■ **TASK BRIEF**
Scan the records for "petal" and copy each line that contains it.

Dataset entries
******

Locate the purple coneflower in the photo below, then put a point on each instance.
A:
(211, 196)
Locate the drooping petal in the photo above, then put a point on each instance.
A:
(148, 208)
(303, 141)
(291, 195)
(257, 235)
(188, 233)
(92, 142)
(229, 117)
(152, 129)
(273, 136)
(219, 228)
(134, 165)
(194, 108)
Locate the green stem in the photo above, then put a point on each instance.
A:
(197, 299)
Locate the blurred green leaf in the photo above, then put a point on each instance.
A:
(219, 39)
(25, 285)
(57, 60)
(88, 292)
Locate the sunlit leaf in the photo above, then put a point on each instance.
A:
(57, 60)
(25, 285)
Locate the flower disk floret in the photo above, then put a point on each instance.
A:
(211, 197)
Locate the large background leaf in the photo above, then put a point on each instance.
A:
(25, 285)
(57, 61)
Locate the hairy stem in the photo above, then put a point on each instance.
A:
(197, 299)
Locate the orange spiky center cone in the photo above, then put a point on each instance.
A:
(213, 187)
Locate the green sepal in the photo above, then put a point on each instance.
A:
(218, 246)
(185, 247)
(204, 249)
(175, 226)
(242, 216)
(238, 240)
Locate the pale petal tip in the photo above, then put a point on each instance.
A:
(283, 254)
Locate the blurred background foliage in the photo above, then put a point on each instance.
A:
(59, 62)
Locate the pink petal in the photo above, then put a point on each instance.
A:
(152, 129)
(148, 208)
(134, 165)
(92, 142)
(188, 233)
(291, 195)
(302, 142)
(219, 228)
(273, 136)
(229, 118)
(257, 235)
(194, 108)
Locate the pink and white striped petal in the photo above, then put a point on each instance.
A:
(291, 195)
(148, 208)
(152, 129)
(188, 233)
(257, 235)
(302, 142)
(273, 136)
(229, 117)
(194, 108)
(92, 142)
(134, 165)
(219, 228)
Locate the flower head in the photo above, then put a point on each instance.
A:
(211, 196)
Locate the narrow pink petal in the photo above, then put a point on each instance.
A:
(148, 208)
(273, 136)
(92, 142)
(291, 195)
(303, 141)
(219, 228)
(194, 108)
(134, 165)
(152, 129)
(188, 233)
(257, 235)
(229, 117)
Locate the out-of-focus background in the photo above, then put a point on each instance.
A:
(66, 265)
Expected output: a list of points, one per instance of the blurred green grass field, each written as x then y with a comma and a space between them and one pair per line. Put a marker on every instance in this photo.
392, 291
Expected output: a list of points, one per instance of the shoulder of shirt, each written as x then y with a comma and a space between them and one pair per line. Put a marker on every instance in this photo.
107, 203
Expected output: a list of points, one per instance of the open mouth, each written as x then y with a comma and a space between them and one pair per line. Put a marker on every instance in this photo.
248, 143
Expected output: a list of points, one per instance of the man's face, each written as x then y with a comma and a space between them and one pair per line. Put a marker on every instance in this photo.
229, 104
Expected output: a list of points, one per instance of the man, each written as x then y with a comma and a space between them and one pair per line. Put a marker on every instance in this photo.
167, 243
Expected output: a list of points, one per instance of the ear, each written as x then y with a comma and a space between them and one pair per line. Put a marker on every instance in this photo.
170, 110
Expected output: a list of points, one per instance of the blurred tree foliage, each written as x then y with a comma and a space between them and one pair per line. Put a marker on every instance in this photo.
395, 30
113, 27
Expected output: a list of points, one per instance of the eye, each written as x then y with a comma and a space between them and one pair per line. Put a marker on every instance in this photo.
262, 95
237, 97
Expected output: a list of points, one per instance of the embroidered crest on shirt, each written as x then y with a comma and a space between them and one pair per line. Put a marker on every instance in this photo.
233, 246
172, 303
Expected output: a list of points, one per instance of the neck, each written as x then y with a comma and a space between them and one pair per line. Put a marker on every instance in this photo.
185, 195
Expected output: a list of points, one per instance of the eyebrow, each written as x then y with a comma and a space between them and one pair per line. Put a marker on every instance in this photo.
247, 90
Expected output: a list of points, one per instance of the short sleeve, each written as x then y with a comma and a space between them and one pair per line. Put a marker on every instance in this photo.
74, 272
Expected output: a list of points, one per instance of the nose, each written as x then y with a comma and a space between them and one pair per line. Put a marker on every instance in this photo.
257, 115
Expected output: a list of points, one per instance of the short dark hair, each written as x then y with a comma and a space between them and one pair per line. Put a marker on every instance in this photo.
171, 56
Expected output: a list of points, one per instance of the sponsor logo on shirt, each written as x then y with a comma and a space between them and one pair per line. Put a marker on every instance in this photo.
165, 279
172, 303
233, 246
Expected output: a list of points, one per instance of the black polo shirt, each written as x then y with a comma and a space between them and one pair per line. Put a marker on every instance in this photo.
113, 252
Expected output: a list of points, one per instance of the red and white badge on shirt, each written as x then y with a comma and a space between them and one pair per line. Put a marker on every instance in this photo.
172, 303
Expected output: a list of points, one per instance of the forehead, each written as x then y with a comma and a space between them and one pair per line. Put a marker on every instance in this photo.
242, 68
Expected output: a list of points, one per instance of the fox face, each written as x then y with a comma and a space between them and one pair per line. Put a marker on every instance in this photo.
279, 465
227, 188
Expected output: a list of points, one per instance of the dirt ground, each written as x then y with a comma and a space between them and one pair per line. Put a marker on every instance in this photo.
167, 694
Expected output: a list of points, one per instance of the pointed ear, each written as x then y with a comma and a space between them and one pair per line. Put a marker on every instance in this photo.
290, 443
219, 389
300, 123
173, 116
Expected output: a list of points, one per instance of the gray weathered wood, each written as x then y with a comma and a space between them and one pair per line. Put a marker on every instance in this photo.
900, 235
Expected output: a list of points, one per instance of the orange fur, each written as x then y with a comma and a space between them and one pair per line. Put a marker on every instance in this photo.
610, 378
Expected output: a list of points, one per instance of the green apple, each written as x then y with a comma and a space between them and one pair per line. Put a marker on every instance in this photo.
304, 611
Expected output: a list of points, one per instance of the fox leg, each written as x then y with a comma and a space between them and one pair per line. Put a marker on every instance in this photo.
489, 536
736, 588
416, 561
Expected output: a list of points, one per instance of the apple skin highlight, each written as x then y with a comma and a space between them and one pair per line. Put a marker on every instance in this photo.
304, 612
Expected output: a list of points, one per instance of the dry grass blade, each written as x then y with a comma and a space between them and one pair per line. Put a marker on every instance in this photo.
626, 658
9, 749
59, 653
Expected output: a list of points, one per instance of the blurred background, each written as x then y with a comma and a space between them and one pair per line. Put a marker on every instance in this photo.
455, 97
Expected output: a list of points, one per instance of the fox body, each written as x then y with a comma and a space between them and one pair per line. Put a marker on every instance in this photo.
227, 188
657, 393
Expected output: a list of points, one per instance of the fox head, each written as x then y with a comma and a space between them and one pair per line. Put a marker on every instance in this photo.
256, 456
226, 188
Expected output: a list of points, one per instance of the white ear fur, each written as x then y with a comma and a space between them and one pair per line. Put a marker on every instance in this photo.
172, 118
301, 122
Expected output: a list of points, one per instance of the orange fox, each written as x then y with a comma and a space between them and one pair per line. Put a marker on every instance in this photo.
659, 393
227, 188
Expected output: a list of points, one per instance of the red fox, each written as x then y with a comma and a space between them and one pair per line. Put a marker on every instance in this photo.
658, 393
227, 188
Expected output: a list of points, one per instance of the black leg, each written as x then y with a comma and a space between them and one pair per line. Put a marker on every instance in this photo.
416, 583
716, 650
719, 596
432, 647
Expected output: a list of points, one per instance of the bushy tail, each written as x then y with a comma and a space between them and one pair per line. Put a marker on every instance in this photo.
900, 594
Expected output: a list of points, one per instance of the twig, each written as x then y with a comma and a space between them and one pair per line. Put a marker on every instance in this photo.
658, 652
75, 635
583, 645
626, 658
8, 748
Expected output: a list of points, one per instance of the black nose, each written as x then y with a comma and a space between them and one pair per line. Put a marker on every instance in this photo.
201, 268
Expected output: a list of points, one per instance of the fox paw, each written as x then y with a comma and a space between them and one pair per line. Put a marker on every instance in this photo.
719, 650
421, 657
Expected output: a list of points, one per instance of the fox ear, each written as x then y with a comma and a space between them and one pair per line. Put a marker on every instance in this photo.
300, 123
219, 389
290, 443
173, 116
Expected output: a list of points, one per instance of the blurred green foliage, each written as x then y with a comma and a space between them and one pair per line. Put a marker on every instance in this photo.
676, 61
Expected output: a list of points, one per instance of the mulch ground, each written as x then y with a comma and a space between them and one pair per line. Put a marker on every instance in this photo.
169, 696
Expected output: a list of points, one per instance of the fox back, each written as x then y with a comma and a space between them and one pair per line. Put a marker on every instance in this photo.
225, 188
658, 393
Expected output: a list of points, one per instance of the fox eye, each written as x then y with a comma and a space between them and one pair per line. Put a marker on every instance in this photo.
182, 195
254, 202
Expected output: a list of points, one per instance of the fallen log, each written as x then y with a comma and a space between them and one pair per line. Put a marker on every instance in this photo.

******

■ **RESPONSE FOR THIS EXERCISE**
Locate the drooping petal in the photo above, then put a point on each instance.
Locate the pale petal tip in the photo above, then put a point on each instance.
Locate the pink petal in the photo above, then put a point on each instance.
Locate the pink and white striped petal in the photo above, then put a point on each instance.
Locate the narrow pink petal in the photo above, then put a point on each instance.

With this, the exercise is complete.